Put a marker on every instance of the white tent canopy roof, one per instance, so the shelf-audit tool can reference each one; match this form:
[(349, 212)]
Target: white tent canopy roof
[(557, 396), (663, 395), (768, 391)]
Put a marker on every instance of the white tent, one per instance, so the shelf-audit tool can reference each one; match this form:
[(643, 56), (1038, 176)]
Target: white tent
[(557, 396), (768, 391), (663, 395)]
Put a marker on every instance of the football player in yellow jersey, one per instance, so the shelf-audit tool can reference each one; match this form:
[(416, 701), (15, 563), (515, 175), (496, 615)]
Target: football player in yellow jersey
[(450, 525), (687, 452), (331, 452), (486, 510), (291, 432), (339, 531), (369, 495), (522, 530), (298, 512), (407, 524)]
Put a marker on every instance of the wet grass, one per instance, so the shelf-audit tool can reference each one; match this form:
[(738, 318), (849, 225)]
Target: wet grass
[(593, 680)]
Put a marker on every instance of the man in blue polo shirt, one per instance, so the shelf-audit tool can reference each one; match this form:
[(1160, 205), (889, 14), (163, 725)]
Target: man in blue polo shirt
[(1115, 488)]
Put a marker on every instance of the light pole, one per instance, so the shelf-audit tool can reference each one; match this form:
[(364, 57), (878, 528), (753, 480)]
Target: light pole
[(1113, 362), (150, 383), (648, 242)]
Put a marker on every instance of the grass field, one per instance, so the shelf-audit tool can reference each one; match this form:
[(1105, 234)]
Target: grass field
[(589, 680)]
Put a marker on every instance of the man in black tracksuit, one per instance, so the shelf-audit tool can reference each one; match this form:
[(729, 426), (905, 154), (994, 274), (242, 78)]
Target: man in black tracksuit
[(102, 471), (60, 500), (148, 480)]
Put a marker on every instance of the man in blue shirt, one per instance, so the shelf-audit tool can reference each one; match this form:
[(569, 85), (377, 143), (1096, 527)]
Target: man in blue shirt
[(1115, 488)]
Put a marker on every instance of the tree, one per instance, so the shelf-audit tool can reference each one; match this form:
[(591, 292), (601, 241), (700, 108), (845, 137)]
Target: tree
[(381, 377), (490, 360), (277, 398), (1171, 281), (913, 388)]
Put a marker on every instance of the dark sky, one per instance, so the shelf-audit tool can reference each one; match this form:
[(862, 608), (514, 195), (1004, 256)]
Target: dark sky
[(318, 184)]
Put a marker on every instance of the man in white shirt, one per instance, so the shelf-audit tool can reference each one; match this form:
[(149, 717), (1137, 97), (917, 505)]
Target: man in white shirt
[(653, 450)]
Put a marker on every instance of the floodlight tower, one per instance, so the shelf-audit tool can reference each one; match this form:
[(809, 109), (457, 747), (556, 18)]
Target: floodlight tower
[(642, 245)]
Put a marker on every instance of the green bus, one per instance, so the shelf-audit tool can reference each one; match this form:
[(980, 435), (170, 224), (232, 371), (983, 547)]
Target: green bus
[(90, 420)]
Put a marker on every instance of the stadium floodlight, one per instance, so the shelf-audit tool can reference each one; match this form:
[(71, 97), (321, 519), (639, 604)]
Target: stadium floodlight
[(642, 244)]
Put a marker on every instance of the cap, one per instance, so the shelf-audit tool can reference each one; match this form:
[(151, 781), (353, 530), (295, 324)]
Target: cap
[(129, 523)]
□ □ □ □ □ □ □
In the listing above, find the line containing "Put a marker on every instance of the man in white" and please quote exactly that line through the last one, and no other lines.

Put a marker on every instance of the man in white shirt, one per instance, so the shelf-audit tool can reference each one; match this form:
[(149, 717), (1137, 97), (917, 505)]
Target: man in white shirt
[(653, 450)]
Put a marker on every instance of the floodlight tower, one per instance, so the shelf-audit tool can reference each one; match this form:
[(809, 109), (457, 747), (556, 18)]
Target: floodlight tower
[(642, 245)]
Put a marker on every instance of the green bus, one per instance, so the shelf-audit tool can reference each one; match this form:
[(980, 435), (170, 224), (232, 371), (983, 547)]
Target: green bus
[(90, 420)]
Put a marker on every instance of the stadium floodlight, one per instance, so the shelf-audit tool can reference each one; match this form:
[(71, 97), (321, 519), (639, 604)]
Target: stadium floodlight
[(642, 244)]
Put a marker on every instance of the cap, one per instance, so the shelf-audit tool can reference each one; match this form:
[(151, 781), (353, 530), (295, 324)]
Target: cap
[(129, 523)]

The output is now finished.